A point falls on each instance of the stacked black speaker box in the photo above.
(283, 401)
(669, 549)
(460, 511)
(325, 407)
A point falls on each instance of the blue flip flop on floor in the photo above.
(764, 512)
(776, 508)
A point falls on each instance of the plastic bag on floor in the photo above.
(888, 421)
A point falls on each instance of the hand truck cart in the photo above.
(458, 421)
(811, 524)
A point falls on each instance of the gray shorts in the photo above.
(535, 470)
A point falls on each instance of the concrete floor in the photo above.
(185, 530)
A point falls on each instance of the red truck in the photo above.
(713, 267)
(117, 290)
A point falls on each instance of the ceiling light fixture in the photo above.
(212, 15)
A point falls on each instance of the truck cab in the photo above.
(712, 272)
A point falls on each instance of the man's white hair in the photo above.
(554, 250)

- **Your objective**:
Copy every line of the material above word for word, keeping it in the same order.

- **Answer for the task**:
A point falls on each instance of the stacked black speaker box in the photo above.
(283, 401)
(669, 549)
(460, 511)
(325, 407)
A point falls on each instance of the blue flip flop on floor in the photo above.
(764, 512)
(776, 508)
A point falls on each instance of the plastic bag on floor in the photo above.
(888, 421)
A point falls on each instance of the hand truck cart in the photo above.
(458, 421)
(811, 524)
A point falls on each instance of the gray shorts in the photo above.
(535, 470)
A point falls on each instance of the concrete floor in the photo above.
(185, 530)
A point falls on each instance of the red truck in the photo above.
(713, 267)
(117, 290)
A point falls on each instance of the ceiling light fixture in the photo above.
(212, 15)
A point falls on each instance of the truck cab in the photo above.
(712, 272)
A point falls on each instance of the man's white hair in the photo above.
(554, 250)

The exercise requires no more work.